[Action item]:
Repeat the records. Each line must match exactly.

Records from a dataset

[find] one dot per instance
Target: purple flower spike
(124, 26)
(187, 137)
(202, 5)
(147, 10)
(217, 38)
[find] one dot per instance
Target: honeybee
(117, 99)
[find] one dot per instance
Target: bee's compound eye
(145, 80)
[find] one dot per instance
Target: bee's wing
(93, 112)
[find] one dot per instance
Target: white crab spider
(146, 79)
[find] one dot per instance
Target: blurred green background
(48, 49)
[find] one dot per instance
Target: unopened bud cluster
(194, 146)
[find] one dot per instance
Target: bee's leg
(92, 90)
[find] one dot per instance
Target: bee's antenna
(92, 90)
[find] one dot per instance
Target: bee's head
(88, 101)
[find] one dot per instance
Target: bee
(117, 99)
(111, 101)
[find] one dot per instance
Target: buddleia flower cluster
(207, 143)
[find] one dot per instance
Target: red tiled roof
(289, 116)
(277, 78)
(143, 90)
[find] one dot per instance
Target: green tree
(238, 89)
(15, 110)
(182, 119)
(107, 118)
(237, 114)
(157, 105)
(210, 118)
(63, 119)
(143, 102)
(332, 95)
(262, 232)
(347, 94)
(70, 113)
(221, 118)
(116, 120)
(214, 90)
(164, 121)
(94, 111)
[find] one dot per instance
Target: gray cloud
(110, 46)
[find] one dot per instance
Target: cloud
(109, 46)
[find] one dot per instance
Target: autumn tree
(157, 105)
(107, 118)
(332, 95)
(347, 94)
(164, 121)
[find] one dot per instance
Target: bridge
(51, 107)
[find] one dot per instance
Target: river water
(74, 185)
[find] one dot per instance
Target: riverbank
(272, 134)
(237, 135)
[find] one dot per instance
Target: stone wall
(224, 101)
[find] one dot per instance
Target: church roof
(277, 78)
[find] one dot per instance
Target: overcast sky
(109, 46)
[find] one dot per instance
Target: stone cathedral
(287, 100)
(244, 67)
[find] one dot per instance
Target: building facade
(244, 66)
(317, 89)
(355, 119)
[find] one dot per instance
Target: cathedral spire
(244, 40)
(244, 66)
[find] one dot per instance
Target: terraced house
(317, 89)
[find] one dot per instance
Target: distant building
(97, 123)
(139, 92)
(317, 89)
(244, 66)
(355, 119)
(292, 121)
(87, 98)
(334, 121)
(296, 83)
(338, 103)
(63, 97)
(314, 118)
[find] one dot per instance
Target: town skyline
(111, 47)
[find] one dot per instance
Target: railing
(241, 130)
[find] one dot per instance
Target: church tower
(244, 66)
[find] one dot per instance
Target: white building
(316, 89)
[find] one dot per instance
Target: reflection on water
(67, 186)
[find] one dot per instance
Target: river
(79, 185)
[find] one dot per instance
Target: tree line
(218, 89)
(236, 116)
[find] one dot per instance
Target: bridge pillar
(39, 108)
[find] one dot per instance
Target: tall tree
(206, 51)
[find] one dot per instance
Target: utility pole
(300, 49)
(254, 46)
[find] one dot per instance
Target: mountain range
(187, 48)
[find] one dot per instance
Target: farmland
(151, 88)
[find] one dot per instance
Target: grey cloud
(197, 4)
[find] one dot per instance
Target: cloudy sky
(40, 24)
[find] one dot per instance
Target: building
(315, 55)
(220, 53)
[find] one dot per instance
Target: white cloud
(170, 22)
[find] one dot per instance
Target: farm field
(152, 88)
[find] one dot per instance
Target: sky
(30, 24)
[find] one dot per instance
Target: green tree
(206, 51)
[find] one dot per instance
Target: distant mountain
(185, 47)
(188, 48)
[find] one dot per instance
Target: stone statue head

[Task response]:
[find] one dot per instance
Target: purple flower spike
(124, 26)
(187, 137)
(202, 5)
(147, 10)
(217, 38)
[find] one dot per instance
Target: honeybee
(117, 99)
[find] one dot per instance
Target: bee's compound eye
(145, 80)
[find] one dot per instance
Target: bee's wing
(93, 112)
[find] one dot per instance
Target: white crab spider
(146, 79)
[find] one dot per instance
Target: blurred green background
(48, 49)
[find] one dot per instance
Target: unopened bud cluster
(194, 146)
[find] one dot per instance
Target: bee's leg
(92, 90)
[find] one dot per instance
Target: bee's antenna
(92, 90)
[find] one dot per instance
Target: bee's head
(88, 101)
[find] one dot per instance
Target: bee
(117, 99)
(111, 101)
[find] one dot per instance
Target: buddleia flower cluster
(207, 143)
[find] one dot per instance
Target: red tiled roof
(289, 116)
(277, 78)
(143, 90)
[find] one dot per instance
Target: green tree
(238, 89)
(15, 110)
(182, 119)
(107, 118)
(237, 114)
(157, 105)
(210, 118)
(63, 119)
(143, 102)
(332, 95)
(262, 232)
(347, 94)
(70, 113)
(221, 118)
(116, 120)
(214, 90)
(164, 121)
(94, 111)
[find] one dot per instance
Target: gray cloud
(110, 46)
[find] one dot per instance
Target: cloud
(109, 46)
[find] one dot per instance
Target: autumn tree
(157, 105)
(107, 118)
(332, 95)
(347, 94)
(164, 121)
[find] one dot per instance
Target: bridge
(51, 107)
[find] one dot per instance
Target: river water
(74, 185)
[find] one dot per instance
Target: riverbank
(272, 134)
(237, 135)
[find] one dot per instance
Target: stone wall
(224, 101)
[find] one dot per instance
Target: church roof
(277, 78)
[find] one dot per instance
Target: overcast sky
(109, 46)
[find] one dot per instance
Target: stone cathedral
(287, 100)
(244, 67)
[find] one dot per instance
Target: building facade
(244, 66)
(317, 89)
(355, 119)
[find] one dot per instance
Target: cathedral spire
(244, 40)
(244, 66)
[find] one dot per instance
Target: terraced house
(317, 89)
[find] one dot per instance
Target: distant building
(97, 123)
(139, 92)
(317, 89)
(244, 66)
(355, 119)
(292, 121)
(87, 98)
(334, 121)
(296, 83)
(338, 103)
(63, 97)
(314, 118)
[find] one dot per instance
Target: town skyline
(111, 47)
[find] one dot per instance
Target: railing
(241, 130)
[find] one dot per instance
Target: church tower
(244, 66)
[find] one dot per instance
Target: white building
(316, 89)
[find] one dot per instance
Target: reflection on water
(67, 186)
[find] one dot per instance
Target: river
(79, 185)
[find] one dot per instance
Target: tree line
(218, 89)
(236, 116)
[find] one dot per instance
Target: bridge pillar
(39, 108)
[find] one dot per instance
Target: tall tree
(206, 51)
[find] one dot per instance
Target: utility pole
(300, 49)
(254, 46)
[find] one dot per instance
Target: mountain range
(187, 48)
[find] one dot per instance
Target: farmland
(151, 88)
[find] one dot per instance
Target: grey cloud
(197, 4)
[find] one dot per instance
Target: cloudy sky
(40, 24)
[find] one dot per instance
Target: building
(315, 55)
(220, 53)
[find] one dot per instance
Target: white cloud
(170, 22)
[find] one dot per instance
Target: farm field
(152, 88)
[find] one dot per instance
Target: sky
(30, 24)
[find] one dot per instance
Target: green tree
(206, 51)
[find] one dot per instance
Target: distant mountain
(185, 47)
(188, 48)
[find] one dot per instance
Target: stone statue head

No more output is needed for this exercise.